▶ _Task objective_
Scan the records below, and wherever a line has the word "instance", pull it out.

▶ _The data_
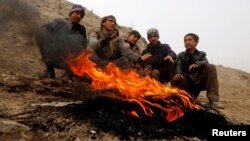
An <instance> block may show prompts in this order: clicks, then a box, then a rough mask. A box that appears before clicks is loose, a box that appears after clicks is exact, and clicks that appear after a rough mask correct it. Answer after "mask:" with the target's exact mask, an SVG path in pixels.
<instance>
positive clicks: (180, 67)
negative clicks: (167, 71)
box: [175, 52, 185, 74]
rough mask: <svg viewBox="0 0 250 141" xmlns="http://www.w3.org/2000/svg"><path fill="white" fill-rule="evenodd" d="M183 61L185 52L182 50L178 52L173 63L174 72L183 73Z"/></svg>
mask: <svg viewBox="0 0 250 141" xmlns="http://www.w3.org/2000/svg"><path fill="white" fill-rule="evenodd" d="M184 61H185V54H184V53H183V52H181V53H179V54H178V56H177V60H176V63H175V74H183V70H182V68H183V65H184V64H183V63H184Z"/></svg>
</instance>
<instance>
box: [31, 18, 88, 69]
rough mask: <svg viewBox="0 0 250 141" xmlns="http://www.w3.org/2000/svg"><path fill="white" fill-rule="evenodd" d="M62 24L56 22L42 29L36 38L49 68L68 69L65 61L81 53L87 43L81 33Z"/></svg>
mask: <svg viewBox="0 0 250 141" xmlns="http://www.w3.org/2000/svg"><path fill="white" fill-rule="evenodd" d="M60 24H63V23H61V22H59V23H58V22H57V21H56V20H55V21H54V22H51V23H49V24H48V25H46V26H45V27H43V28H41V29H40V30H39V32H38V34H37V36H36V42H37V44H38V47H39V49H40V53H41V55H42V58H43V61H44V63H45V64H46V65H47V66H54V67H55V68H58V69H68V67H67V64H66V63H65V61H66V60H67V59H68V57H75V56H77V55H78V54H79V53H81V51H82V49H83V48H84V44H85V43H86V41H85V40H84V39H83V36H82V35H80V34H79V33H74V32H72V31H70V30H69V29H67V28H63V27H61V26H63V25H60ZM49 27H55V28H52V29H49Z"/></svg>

▶ _Task solution_
An <instance> block may show prompts in this order: clicks, then a box, then a rough mask. A box that appears before clicks is loose, a box that appears after clicks is exact, and clicks that appear after a rough mask correct it. Answer after "mask:" with the target's exact mask, an SVG path in pixels.
<instance>
</instance>
<instance>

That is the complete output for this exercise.